Rows of box annotation data:
# # #
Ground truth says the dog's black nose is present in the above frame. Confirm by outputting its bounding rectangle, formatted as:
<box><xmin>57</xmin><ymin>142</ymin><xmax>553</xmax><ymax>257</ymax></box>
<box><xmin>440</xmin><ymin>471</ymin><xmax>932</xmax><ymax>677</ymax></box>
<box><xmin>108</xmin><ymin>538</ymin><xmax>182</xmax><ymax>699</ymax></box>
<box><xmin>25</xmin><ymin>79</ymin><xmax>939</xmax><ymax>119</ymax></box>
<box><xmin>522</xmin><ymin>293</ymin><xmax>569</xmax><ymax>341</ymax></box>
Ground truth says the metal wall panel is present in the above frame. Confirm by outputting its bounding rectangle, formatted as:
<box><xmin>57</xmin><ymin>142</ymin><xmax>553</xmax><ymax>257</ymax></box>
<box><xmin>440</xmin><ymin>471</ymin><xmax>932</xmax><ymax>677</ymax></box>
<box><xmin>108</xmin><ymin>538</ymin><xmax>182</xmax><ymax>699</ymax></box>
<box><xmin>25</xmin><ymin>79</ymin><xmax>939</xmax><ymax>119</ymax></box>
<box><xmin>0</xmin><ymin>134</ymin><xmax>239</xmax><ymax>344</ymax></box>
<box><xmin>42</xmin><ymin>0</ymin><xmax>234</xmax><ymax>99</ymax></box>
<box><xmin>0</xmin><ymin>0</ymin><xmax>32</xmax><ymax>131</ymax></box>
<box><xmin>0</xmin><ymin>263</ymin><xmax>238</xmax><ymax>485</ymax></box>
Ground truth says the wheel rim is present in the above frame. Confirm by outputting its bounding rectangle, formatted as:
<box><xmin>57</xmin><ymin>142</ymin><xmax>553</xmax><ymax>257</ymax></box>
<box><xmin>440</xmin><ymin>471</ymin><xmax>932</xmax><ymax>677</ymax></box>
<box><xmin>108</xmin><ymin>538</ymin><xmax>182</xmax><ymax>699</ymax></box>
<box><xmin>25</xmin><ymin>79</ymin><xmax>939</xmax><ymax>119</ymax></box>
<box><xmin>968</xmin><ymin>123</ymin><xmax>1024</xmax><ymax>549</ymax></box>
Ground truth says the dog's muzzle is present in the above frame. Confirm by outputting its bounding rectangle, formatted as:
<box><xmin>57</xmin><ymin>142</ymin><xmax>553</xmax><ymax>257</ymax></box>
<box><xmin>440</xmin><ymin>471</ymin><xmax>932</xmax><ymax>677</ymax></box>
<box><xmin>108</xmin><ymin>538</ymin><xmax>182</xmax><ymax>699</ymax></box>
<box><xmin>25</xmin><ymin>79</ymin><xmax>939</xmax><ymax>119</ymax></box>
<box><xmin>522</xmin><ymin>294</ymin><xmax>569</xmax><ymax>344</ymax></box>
# # #
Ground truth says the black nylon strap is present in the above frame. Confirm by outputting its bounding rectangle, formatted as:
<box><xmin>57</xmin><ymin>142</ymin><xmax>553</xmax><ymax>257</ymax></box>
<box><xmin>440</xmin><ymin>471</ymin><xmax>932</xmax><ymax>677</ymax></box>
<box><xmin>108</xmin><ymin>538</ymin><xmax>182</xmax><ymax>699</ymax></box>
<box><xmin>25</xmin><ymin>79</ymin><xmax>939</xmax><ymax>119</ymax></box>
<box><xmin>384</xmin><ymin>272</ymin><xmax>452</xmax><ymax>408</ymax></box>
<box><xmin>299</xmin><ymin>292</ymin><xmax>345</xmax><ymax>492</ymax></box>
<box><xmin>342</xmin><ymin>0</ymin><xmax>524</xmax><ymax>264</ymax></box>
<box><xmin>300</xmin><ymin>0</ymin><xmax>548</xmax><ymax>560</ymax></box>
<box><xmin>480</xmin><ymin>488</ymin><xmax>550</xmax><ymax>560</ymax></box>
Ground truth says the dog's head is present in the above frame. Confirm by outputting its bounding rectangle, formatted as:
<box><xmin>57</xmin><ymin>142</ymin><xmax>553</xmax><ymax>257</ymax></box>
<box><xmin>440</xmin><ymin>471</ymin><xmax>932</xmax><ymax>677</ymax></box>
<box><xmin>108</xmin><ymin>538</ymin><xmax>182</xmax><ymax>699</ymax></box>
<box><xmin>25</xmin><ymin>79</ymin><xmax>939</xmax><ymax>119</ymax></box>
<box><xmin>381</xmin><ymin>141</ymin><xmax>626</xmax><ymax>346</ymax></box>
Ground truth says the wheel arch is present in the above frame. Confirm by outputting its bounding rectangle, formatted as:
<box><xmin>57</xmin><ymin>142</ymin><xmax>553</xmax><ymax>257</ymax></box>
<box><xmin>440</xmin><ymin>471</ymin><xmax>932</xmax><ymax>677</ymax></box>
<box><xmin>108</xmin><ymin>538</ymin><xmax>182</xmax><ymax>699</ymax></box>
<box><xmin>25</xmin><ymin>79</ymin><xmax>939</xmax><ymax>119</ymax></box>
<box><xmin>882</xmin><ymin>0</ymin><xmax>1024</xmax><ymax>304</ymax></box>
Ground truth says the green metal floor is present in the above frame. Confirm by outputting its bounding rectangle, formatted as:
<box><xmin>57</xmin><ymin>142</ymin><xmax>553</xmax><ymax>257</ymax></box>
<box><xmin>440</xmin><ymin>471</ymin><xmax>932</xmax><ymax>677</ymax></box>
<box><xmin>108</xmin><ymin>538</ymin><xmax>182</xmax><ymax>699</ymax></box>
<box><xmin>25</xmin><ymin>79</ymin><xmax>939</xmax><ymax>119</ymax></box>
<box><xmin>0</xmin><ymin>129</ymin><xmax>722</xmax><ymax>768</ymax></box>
# # #
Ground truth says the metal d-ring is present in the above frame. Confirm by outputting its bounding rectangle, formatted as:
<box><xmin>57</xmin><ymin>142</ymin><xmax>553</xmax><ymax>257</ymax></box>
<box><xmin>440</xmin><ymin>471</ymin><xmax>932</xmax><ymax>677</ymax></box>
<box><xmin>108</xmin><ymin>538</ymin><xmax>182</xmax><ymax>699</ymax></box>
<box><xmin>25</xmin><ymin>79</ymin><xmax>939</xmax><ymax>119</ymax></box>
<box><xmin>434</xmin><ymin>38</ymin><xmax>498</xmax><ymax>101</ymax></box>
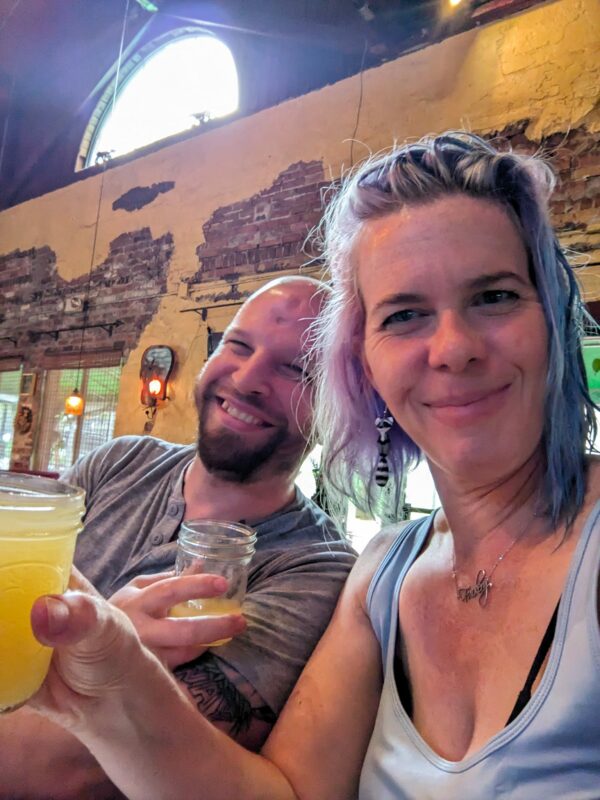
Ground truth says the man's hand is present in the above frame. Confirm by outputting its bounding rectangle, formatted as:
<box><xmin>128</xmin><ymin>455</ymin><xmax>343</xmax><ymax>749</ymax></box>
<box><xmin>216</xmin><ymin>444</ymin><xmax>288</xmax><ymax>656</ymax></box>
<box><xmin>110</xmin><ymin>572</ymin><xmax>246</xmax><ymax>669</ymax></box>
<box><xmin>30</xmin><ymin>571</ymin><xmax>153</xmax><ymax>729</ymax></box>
# # #
* [EXERCISE BRIEF]:
Count how many lines of the data above contain the string "metal", matching case exactly. Reply with that number alone.

* [RESULT FOR THIS EXERCISE]:
3